- **What you will do**
Restate verbatim the span of lines below between the line with "Target: sun hat" and the line with "pixel 387 60", including those two lines, and only that span.

● ● ●

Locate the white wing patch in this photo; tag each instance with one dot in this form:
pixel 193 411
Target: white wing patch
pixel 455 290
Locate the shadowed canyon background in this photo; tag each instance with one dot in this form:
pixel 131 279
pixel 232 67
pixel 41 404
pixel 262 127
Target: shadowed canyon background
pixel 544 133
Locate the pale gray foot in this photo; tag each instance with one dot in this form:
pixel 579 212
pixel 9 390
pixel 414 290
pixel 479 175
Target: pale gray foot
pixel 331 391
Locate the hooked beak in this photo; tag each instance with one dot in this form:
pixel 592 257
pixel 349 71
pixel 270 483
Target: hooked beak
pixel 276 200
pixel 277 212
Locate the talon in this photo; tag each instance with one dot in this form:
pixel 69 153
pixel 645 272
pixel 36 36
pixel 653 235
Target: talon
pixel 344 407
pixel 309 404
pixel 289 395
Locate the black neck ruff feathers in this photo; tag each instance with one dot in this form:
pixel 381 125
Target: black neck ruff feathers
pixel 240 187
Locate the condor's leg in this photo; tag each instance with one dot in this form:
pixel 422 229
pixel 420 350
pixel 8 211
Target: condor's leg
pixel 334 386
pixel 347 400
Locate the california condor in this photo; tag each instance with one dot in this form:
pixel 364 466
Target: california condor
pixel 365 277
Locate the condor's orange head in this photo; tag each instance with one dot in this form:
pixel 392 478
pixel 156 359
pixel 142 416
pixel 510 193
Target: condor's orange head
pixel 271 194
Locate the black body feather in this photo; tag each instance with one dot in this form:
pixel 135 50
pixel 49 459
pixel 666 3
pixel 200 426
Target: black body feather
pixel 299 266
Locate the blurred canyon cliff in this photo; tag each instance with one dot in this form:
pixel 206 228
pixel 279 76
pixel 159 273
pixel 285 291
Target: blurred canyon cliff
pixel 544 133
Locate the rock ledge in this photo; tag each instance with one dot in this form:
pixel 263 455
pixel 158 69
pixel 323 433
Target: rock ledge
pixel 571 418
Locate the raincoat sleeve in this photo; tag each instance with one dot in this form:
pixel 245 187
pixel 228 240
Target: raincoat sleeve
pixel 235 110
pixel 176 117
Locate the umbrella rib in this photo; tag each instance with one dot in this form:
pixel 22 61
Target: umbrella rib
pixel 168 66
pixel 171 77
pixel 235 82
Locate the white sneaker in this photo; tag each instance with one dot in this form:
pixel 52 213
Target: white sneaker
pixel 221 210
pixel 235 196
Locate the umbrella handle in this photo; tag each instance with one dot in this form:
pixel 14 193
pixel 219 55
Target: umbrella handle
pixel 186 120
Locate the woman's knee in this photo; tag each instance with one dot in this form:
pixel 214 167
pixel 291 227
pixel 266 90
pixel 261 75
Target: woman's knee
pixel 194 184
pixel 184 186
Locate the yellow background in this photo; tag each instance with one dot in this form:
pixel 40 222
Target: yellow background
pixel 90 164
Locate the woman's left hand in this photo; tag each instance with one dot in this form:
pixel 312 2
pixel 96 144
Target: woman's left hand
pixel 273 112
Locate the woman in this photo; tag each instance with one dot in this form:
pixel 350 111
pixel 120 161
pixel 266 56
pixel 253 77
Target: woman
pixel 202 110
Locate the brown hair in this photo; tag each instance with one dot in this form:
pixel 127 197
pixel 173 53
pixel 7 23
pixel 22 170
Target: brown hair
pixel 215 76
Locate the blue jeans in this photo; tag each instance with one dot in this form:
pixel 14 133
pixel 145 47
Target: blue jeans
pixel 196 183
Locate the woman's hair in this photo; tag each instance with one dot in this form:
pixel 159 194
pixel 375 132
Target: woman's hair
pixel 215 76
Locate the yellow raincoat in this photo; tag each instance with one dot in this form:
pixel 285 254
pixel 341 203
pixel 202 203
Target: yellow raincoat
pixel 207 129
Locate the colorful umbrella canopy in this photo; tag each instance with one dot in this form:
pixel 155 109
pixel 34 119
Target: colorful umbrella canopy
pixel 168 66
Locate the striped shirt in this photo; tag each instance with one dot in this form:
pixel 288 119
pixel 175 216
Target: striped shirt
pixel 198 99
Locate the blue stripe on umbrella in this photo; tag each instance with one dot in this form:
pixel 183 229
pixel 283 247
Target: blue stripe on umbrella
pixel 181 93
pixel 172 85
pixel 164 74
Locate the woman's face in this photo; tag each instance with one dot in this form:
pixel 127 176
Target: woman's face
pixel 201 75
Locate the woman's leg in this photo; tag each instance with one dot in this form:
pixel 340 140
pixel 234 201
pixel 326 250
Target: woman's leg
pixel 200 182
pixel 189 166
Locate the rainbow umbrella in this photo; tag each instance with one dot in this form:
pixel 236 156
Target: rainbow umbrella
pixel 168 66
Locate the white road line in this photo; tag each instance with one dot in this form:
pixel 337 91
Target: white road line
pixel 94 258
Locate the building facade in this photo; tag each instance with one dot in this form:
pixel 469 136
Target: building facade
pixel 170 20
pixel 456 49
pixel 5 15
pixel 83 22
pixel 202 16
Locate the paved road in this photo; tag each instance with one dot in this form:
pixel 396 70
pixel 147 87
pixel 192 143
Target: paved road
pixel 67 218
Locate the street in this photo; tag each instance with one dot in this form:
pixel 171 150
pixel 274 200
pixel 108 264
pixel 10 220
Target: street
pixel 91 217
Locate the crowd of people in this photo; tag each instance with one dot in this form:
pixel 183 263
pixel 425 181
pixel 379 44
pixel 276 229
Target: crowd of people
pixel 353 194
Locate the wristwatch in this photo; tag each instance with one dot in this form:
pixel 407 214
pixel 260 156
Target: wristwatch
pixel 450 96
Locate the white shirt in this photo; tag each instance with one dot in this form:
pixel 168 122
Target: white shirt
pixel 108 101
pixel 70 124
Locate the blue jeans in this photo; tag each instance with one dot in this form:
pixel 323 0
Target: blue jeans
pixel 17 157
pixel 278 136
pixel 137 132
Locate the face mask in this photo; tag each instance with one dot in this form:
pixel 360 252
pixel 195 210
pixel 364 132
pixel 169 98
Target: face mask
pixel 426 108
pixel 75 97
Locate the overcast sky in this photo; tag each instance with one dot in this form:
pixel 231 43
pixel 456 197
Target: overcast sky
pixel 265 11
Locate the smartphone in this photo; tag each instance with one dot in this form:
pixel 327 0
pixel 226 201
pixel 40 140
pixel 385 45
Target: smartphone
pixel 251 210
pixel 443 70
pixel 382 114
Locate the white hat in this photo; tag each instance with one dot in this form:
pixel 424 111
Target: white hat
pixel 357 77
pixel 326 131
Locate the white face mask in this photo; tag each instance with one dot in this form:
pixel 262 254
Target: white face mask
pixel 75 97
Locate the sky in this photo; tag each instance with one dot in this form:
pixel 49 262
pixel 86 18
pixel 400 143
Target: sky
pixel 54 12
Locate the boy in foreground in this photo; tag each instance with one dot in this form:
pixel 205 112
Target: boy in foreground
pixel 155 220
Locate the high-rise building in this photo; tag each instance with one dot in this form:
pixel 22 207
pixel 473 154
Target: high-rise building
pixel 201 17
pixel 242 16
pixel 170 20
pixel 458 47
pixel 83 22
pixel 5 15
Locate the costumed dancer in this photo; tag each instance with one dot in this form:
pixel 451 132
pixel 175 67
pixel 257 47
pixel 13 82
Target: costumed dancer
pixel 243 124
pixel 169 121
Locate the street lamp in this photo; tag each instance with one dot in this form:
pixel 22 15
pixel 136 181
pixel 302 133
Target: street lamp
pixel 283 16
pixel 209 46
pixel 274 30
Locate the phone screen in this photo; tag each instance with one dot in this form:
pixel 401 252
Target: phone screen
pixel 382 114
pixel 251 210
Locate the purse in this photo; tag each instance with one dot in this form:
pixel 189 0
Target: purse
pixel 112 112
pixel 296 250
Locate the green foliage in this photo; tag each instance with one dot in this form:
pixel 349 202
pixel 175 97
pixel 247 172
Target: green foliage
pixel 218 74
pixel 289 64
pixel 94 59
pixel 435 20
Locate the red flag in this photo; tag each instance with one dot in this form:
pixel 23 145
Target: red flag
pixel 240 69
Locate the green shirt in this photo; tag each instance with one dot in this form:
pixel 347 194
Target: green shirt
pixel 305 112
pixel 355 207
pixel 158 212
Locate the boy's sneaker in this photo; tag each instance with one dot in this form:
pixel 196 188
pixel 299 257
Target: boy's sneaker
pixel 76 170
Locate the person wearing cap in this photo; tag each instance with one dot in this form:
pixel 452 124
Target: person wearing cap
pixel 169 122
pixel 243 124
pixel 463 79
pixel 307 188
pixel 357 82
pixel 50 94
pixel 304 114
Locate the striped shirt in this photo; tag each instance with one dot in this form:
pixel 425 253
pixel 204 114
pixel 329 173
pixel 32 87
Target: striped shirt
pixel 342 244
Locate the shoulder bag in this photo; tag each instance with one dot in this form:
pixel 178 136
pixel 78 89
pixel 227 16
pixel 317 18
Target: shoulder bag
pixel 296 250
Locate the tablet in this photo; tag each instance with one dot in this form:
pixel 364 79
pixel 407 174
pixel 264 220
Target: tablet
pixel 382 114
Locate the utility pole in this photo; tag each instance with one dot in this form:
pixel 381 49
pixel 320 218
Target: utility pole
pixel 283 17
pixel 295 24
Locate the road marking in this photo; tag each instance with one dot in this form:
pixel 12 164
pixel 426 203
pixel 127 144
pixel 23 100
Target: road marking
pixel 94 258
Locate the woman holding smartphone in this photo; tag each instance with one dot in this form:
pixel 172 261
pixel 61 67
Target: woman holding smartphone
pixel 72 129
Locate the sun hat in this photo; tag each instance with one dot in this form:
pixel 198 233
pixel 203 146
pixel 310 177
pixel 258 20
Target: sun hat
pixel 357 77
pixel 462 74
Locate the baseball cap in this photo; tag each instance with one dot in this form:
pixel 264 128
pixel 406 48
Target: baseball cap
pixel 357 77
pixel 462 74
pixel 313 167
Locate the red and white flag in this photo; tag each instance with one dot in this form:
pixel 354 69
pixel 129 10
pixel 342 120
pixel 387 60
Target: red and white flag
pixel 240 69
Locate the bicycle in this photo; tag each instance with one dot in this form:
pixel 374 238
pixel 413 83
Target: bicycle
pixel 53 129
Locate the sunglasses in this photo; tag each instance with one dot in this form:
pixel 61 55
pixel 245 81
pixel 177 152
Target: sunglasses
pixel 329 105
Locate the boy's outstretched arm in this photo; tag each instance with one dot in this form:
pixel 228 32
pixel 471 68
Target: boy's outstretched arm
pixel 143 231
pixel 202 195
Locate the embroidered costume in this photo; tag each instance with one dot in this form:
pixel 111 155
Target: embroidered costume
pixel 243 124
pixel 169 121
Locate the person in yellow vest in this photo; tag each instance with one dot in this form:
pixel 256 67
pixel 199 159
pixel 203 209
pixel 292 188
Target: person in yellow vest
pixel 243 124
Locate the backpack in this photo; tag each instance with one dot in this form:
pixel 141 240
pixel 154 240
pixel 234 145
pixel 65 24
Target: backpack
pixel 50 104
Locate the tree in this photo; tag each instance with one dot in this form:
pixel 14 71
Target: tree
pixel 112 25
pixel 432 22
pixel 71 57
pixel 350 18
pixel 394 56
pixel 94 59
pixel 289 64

● ● ●

- **Written response**
Target: sun hat
pixel 357 77
pixel 462 74
Locate the baseball cap in this photo; tag each instance with one dot in this form:
pixel 264 128
pixel 406 48
Target: baseball cap
pixel 357 77
pixel 462 74
pixel 313 167
Locate the red and white flag in this photo; tag each instance with one dot in this form:
pixel 354 69
pixel 129 10
pixel 342 120
pixel 387 60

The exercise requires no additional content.